▶ **Texto**
■ ■ ■ ■ ■
Ator discute o seu novo papel controverso, interpretando um conhecido assassino em série. “Não é glamourização”, ele diz

14/05/2019

Por Kira Cochrane (The Guardian)

Quando Zac Efron ouviu pela primeira vez sobre a chance de interpretar Ted Bundy, ele ficou desconfiado. Isso aconteceu alguns anos antes do contrato para fazer o filme sobre o assassino em série, que envolvia um roteiro diferente. “Eu não queria pular muito cedo no que poderia ser a versão errada desse filme”, ele disse. “Eu estava hesitando em entrar em um gênero mais sombrio que poderia ser visto como uma forma de tentar mudar minha imagem”. O roteiro do seu novo filme Extremely Wicked, Shockingly, Evil and Vile pareceu, para ele, como a versão certa: “Um filme que poderia ser chato, agora explora uma nova perspectiva, e é contado do ponto de vista de Liz, a garota mais próxima de Ted”, disse.

Desde que estrelou, em 2006, no bem sucedido filme da Disney High School Musical, Efron, aos 31 anos de idade, é considerado um dos galãs de Hollywood. É verdade também que ele se contentou com alguns papéis ruins ao longo de sua carreira, mas ele é um ótimo ator e sua aparência o faz ser escalado como personagens que são líderes como o capitão do time de basquete (High School Musical); a estrela no show de dança (Hairspray – Em Busca da Fama, 2007); o presidente de uma casa de fraternidade (Vizinhos, 2014). Em Vizinhos, quando Seth Rogen o vê pela primeira vez, ele diz: “Oh meu Deus, olha esse cara. Esse é o cara mais sexy que eu já vi. Ele parece ter sido feito por um cara gay em um laboratório”. No filme Baywatch (2017), em que ele interpretou um nadador campeão, ele é descrito como “Um herói americano com a cara de um modelo sueco”. Em Hairspray, o personagem principal, Tracy Turnblad, tem a foto dele em seu armário.
■ ■ ■ ■ ■
▶ **O que se pede**
Liste os filmes citados no parágrafo do texto que começa com “Desde que estrelou” cujo ano de lançamento é informado, junto com esse ano. Os dados não têm nenhuma relação com este exercício.

▶ **Dados**
■ ■ ■ ■ ■
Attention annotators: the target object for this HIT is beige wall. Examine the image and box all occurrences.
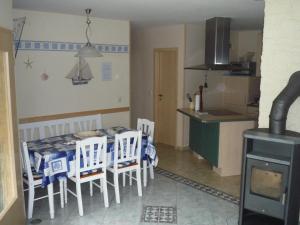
[259,0,300,132]
[0,0,12,30]
[131,25,185,146]
[230,30,261,61]
[13,10,130,125]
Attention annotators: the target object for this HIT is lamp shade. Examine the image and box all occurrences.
[75,42,103,58]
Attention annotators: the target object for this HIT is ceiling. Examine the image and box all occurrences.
[13,0,264,29]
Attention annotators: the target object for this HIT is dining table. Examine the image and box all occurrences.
[27,126,158,219]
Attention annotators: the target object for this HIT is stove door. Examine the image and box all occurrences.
[245,158,289,219]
■ ■ ■ ■ ■
▶ **Resolução**
- High School Musical (2006)
- Hairspray – Em Busca da Fama (2007)
- Vizinhos (2014)
- Baywatch (2017)